------ Extrait proposé

Maisons de santé : elles soignent mieux, mais pas plus
Une vaste étude franco-belge avec le concours du Dulbea-ULB révèle que les "maisons de santé pluriprofessionnelles" (sorte de maisons médicales à la française) n’augmentent pas la disponibilité des généralistes, mais renforcent la qualité des soins via le numérique. Elles ne sont donc pas forcément une solution contre les déserts médicaux.
Avec une démographie médicale en berne semblable à la Belgique, la France a misé sur un modèle organisationnel présenté comme la solution miracle : les maisons de santé pluriprofessionnelles (MGP) qui se rapprochent de nos maisons médicales. Dans ces structures, médecins et paramédicaux travaillent sous un même toit pour assurer un suivi coordonné, notamment dans les zones dites en pénurie.
Tiennent-elles leurs promesses ? C’est la question que s’est posée une équipe de chercheurs franco-belge (DULBEA/Université libre de Bruxelles, ORS PACA, Aix-Marseille Université) dans une étude publiée récemment dans la revue Health Services Insights sous le patronnage de SageJournals. En s’appuyant sur une modélisation statistique qu’on imagine rigoureuse, ces chercheurs ont analysé les réponses de 1.209 médecins généralistes libéraux recueillies, il y a un certain nombre d’années déjà, entre 2018 et 2020. L’objectif : comprendre si le fait d’exercer dans une MGP permet de compenser les effets négatifs de la baisse de densité médicale locale, en quantité comme en qualité.

------------
------ Données

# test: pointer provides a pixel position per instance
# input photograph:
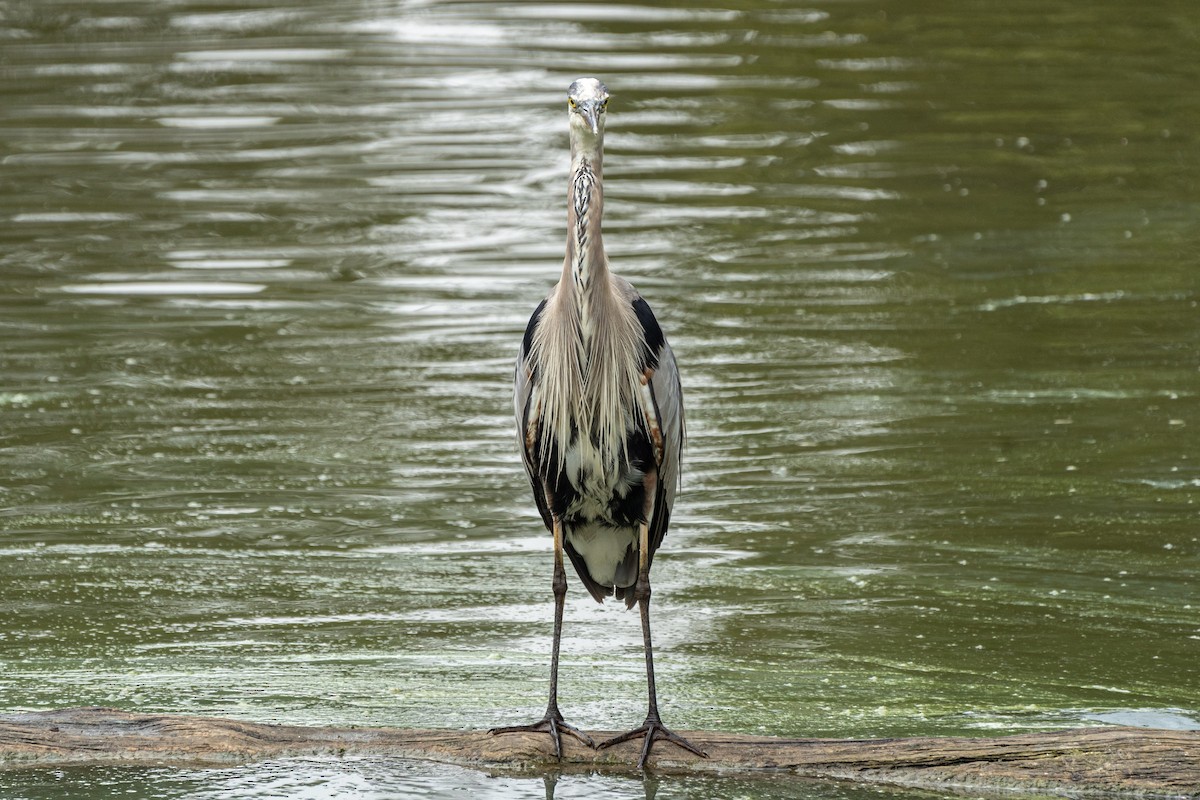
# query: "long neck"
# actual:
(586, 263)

------------
------ Données

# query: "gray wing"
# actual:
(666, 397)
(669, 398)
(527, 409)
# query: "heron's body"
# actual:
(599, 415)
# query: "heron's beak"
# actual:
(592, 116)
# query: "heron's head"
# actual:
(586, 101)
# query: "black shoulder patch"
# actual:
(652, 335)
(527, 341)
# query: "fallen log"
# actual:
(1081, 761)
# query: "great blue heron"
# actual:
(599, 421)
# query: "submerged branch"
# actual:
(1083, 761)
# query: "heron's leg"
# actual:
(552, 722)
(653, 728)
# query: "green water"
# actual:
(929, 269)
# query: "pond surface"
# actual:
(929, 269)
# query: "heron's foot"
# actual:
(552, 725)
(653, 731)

------------
------ Données

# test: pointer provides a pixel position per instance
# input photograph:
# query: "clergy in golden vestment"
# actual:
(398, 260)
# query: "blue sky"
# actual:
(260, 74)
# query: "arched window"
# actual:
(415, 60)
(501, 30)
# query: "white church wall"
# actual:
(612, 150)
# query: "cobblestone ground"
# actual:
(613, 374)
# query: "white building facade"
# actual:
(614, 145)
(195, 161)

------------

Tâches et exercices:
1 > Selon l'extrait sur les maisons de santé, combien de médecins généralistes libéraux ont donné les réponses analysées par les chercheurs ?
2 > Reproduisez un passage de l'extrait sur les maisons de santé en commençant par « Tiennent-elles leurs promesses » et en terminant par « comme en qualité. ».

Corrigé des activités:
1 > 1.209 médecins généralistes libéraux.

2 >
Tiennent-elles leurs promesses ? C’est la question que s’est posée une équipe de chercheurs franco-belge (DULBEA/Université libre de Bruxelles, ORS PACA, Aix-Marseille Université) dans une étude publiée récemment dans la revue Health Services Insights sous le patronnage de SageJournals. En s’appuyant sur une modélisation statistique qu’on imagine rigoureuse, ces chercheurs ont analysé les réponses de 1.209 médecins généralistes libéraux recueillies, il y a un certain nombre d’années déjà, entre 2018 et 2020. L’objectif : comprendre si le fait d’exercer dans une MGP permet de compenser les effets négatifs de la baisse de densité médicale locale, en quantité comme en qualité.